• **QUESTIONS ON THE MATERIAL**
1 – Answer these questions from the passage on contamination at the Park Avenue school:
(a) From whom did Mayor Perez learn of the DTSC consent order?
(b) For how long was the playground shut down last month?
(c) How much did Perez spend to reproduce fliers and mail notices about last week's community meeting?
2 – Extend the passage on contamination at the Park Avenue school, picking up after its final sentence.

• **PAGE EXCERPT**
# # # # #

The DTSC returned to Park Avenue only after being called in by the safety team last year. The role of the DTSC in school safety has expanded greatly over the past year. It is now the lead agency statewide for approving environmental-safety measures at new school sites.

Mayor Perez began to mobilize the community on the issue after learning of the DTSC consent order from reporter Terri Hardy of the Daily News, who included the lapsed agreement in a November article on contaminated school sites. But neither Hardy nor Perez knew about the vapor bubbles in the textured coating. The playground was shut down for two days last month while DTSC investigators slashed bubbles and tested the air for toxins on what City Clerk Galvan remembers as a windy day. Because the instruments registered no sign of an acute risk, the playground reopened, but Baker of the DTSC acknowledges that the tests were cursory and didn’t resolve matters such as the potential for harm from long-term, low-level exposures. A full DTSC-supervised investigation is expected to begin in April.

For Perez, who manages a building-materials store, the issue is intensely personal. As a young man, he hustled his first job at Cudahy Park, next to the school, where he became an assistant to the park janitor at the age of 15. Later, he did custodial work at the park, which also may suffer from dump contamination, while also beginning to manage recreation programs there. During the first scare, he eventually transferred his children from Park Avenue to a private school because of his persistent fears. Those children are now in high school, but he has a 3-year-old he‘d like to send to Park Avenue, which, despite its bland ’60s architecture, is a neighborhood focal point. To alert city residents about last week‘s community meeting regarding Park Avenue, Perez spent $350 to reproduce 700 fliers and mail out 250 notices.

# # # # #

Dataset entries
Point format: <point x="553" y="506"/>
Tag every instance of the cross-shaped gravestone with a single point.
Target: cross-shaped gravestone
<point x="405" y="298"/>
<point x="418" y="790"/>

# # # # #

• **EXERCISE RESPONSES**
1 –
(a) Reporter Terri Hardy of the Daily News.
(b) Two days.
(c) $350.

2 –
At the meeting, it was standing-room only as more than 150 residents crowded into the recreation center adjacent to the school to hear state and district officials attempt, with mixed success, to calm them.

“We are not going away until this site is completely clean,” said the DTSC’s Martin Prisco, a “public participation specialist” with the DTSC.

Said Perez later, “I think the school district and the DTSC are at fault. I finally made up my mind after that meeting. I‘m going to be outspoken and do everything I can to see that the school gets fixed once and for all, and I have the full support of the community.”